● **Written request A**
Please answer these questions about the forum thread below, one answer per line, marked like the questions:
(i) Who gave the talk about monetizing content?
(ii) How does akramhussein describe Segment?
(iii) What code changes does switching a service provider require?

-- start of Provided passage --

I suspect that a lot of sites aren't thinking hard about the tradeoffs,
though. The benefits of using these services are immediate and obvious,
whereas the costs are rather more subtle.

I heard a fascinating talk last year by John Gruber about ways of monetizing
content outside the usual sell-tracking-rights-and-accept-ad-bids model.
(Check out what he does at
[http://daringfireball.net/feeds/sponsors/](http://daringfireball.net/feeds/sponsors/).
The whole site seems to be entirely devoid of third-party tracking.)

------
akramhussein
Fan of Segment. Their team are super helpful. Recommend it. I've not really
found a reason yet to not like them. Sure sometimes you need a lit bit of ad-
hoc work, but the benefits outweigh the costs in my opinion. Sometimes the
engineers aren't in charge of the decision making process on analytics, so
selling management an "insurance" policy, which is how I see Segment, is very
powerful to get things done. Service provider not working out for you? Switch
it. No code changes.

-- end of Provided passage --
-- start of Dataset extract --

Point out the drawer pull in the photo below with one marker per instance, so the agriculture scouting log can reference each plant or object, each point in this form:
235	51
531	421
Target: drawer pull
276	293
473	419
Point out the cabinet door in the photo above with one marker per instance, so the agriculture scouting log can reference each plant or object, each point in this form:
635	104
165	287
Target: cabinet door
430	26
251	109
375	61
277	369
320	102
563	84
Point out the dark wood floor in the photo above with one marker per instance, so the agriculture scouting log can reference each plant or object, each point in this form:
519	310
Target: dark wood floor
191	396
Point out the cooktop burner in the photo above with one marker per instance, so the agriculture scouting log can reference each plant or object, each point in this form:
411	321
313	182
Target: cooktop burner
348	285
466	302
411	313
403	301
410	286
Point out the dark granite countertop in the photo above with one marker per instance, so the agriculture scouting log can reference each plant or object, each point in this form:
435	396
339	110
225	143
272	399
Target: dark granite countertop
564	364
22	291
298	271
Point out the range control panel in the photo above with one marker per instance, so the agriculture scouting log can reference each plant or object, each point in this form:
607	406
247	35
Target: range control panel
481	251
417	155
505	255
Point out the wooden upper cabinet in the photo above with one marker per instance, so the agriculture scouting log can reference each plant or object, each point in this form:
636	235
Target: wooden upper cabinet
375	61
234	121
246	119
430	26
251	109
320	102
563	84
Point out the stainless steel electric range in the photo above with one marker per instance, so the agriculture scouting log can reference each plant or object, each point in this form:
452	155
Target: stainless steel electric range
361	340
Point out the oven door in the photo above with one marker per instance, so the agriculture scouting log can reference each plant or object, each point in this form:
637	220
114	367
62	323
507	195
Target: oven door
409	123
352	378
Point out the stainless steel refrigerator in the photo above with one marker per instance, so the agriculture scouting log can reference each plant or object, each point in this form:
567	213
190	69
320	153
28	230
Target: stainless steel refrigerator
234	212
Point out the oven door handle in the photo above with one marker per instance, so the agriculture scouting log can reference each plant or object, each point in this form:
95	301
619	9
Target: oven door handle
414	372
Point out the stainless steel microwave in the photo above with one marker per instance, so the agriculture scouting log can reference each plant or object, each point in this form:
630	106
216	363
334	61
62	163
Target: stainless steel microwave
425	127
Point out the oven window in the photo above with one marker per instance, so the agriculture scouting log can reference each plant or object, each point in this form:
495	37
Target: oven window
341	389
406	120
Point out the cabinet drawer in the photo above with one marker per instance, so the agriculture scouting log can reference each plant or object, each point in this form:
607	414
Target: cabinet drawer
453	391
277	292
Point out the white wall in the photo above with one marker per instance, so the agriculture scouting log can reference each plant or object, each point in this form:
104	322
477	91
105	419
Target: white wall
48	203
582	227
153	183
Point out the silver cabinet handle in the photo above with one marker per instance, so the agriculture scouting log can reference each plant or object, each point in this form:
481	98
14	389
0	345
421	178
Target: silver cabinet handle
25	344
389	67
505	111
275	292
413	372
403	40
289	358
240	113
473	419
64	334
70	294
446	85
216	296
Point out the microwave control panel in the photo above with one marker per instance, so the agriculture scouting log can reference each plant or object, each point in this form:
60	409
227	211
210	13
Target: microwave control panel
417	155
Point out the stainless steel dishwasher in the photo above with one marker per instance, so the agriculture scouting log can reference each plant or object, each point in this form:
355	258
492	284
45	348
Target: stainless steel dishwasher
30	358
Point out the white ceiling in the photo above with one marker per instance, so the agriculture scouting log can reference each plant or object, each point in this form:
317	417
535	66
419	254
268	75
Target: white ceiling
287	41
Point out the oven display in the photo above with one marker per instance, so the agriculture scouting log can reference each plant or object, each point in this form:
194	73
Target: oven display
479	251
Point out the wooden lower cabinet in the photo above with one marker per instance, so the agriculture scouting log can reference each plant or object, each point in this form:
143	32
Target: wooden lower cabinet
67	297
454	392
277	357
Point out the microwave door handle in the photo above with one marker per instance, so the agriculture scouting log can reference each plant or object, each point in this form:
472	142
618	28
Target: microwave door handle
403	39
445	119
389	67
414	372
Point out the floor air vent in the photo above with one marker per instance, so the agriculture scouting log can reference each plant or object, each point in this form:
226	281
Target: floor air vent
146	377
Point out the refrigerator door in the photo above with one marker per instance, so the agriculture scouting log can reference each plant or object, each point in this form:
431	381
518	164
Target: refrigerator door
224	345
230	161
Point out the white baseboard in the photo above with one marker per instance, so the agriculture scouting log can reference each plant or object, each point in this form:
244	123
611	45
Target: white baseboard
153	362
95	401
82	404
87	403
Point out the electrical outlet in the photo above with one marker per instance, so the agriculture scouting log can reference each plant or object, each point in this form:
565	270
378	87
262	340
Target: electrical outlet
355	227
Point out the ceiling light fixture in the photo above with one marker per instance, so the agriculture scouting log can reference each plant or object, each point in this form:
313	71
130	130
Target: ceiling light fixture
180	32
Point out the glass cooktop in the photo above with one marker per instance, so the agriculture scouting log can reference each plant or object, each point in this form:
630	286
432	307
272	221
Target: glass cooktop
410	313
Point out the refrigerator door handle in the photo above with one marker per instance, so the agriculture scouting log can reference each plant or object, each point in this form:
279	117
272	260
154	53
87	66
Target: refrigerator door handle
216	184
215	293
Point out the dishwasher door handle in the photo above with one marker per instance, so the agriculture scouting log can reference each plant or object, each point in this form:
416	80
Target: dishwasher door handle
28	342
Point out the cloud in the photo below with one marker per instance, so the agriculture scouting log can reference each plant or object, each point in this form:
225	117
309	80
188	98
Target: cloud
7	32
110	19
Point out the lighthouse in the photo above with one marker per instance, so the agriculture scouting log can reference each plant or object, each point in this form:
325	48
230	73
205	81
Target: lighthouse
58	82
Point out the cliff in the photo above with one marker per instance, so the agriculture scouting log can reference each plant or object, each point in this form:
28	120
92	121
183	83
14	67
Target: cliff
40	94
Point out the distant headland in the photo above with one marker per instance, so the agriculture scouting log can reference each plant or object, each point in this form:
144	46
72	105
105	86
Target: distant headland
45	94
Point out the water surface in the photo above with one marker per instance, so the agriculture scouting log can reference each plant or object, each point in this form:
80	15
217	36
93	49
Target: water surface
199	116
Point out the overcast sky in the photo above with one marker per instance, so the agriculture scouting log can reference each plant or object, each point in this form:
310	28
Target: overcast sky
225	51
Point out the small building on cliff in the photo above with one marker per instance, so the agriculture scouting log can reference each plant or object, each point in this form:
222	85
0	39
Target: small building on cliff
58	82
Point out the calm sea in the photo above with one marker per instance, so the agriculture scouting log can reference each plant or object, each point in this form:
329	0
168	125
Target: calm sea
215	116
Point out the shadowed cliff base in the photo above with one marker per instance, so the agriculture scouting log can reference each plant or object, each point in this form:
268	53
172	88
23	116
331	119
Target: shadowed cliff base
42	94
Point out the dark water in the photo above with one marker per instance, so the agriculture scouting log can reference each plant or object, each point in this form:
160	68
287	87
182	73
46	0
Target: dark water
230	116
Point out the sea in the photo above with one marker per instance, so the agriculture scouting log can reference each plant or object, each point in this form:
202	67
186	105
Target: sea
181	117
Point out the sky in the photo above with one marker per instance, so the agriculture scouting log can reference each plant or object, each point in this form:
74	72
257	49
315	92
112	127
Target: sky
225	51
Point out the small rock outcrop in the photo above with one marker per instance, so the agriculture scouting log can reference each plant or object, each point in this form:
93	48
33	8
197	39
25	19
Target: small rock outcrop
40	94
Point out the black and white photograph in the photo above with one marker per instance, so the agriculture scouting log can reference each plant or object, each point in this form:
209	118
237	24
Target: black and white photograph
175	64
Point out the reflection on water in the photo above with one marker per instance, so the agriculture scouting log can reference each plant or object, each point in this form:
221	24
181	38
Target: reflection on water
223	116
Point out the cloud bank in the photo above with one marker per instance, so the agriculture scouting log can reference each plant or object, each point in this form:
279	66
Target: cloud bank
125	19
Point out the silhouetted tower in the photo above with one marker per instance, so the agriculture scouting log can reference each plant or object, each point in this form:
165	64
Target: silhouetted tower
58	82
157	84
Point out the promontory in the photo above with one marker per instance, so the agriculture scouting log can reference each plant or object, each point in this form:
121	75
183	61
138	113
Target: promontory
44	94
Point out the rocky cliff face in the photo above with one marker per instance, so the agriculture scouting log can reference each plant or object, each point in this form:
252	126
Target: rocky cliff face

-- end of Dataset extract --

● **Written request B**
Filter the entries above and copy every line that contains the string "rocky". Case counts.

● **Worked answer A**
(i) John Gruber
(ii) As an "insurance" policy
(iii) None

● **Worked answer B**
Point out the rocky cliff face in the photo above with one marker per instance, so the agriculture scouting log can reference each plant or object, each point in this form:
Target: rocky cliff face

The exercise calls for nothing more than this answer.